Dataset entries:
━━━━
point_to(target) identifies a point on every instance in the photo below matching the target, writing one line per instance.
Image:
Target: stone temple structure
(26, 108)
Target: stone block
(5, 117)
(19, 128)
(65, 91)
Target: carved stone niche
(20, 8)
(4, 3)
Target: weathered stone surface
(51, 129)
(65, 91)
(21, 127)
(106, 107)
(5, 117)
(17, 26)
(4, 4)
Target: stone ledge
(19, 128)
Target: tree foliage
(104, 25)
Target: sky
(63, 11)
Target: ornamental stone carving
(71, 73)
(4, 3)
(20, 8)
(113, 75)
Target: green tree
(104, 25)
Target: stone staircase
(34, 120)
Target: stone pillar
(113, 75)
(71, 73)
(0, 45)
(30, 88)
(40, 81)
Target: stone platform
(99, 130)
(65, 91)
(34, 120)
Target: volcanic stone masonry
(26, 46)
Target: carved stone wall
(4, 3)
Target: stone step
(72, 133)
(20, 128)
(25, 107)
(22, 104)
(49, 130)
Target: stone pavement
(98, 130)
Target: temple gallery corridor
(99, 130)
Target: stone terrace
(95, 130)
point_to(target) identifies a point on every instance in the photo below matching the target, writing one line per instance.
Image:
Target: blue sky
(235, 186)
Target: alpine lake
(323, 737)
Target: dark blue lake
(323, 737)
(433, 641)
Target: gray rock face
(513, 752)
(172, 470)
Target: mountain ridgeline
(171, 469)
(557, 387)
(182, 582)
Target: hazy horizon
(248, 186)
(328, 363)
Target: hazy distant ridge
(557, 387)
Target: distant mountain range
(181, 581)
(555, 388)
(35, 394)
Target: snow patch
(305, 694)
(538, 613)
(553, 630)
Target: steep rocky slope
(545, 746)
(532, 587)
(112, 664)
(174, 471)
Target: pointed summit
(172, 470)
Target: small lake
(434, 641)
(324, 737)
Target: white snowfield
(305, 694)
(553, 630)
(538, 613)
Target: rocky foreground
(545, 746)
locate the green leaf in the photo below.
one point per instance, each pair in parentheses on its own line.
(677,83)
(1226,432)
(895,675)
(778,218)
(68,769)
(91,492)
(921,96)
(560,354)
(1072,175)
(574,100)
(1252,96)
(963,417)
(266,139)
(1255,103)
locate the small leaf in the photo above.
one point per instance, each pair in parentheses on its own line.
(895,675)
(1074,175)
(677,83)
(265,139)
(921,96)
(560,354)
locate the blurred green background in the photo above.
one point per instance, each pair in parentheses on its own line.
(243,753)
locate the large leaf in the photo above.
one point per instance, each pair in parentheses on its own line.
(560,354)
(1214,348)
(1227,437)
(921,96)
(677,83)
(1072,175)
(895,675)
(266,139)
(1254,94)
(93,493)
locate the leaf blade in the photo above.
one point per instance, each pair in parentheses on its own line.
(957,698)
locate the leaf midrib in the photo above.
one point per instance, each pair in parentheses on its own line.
━━━━
#### Task statement
Set down the data above once more so that nothing differs from the original.

#### The completed task
point_to(target) identifies a point on every instance in the photo below matching the target, writing one line per instance.
Image:
Target: stone temple structure
(26, 108)
Target: stone block
(5, 117)
(19, 128)
(65, 91)
Target: carved stone niche
(20, 8)
(4, 3)
Target: weathered stone surface
(51, 129)
(65, 91)
(21, 127)
(106, 107)
(5, 117)
(17, 26)
(4, 4)
Target: stone ledge
(19, 128)
Target: tree foliage
(104, 25)
Target: sky
(63, 11)
Target: ornamental stone carving
(71, 73)
(4, 3)
(20, 8)
(113, 75)
Target: green tree
(104, 25)
Target: stone staircase
(34, 120)
Target: stone pillar
(113, 75)
(71, 73)
(0, 45)
(30, 88)
(40, 81)
Target: stone platform
(99, 130)
(65, 91)
(34, 120)
Target: volcanic stone masonry
(26, 46)
Target: carved stone wall
(4, 3)
Target: stone step
(72, 133)
(20, 128)
(25, 107)
(22, 104)
(49, 130)
Target: stone pavement
(98, 130)
Target: temple gallery corridor
(99, 130)
Target: stone terrace
(95, 130)
point_to(target) identifies a point on every instance in the photo below matching the target, writing one line per instance.
Image:
Target: blue sky
(235, 186)
Target: alpine lake
(323, 737)
Target: dark blue lake
(323, 737)
(433, 641)
Target: gray rock face
(513, 752)
(172, 470)
Target: mountain ridgeline
(171, 469)
(557, 387)
(182, 582)
Target: hazy horizon
(248, 186)
(328, 363)
Target: hazy distant ridge
(557, 387)
Target: distant mountain range
(181, 581)
(555, 388)
(35, 394)
Target: snow patch
(305, 694)
(538, 613)
(553, 630)
Target: steep rocky slope
(545, 746)
(532, 587)
(112, 664)
(174, 471)
Target: pointed summit
(172, 470)
Target: small lake
(434, 641)
(324, 737)
Target: white snowfield
(305, 694)
(553, 630)
(538, 613)
Target: rocky foreground
(545, 746)
locate the green leaf in the photo below.
one point per instance, each pair in parentheses on its own line.
(677,83)
(1226,432)
(895,675)
(778,218)
(68,769)
(91,492)
(921,96)
(560,354)
(1072,175)
(574,100)
(1252,96)
(963,417)
(266,139)
(1255,103)
locate the small leaf in the photo above.
one point per instance, each pair in parentheses on its own line.
(895,675)
(1074,175)
(677,83)
(265,139)
(921,96)
(560,354)
locate the blurred green background in the photo above.
one point per instance, each pair in parentheses on its own line.
(243,753)
locate the large leaf in the photo above.
one point per instance, each pair in parentheses on its own line.
(560,354)
(1214,348)
(1227,437)
(921,96)
(677,83)
(1072,175)
(895,675)
(266,139)
(1254,94)
(93,493)
locate the leaf blade in the photo above.
one point per instance, each pair in parentheses on its own line.
(957,698)
locate the leaf midrib in the photo above.
one point per instance, each pair in parentheses on its own line.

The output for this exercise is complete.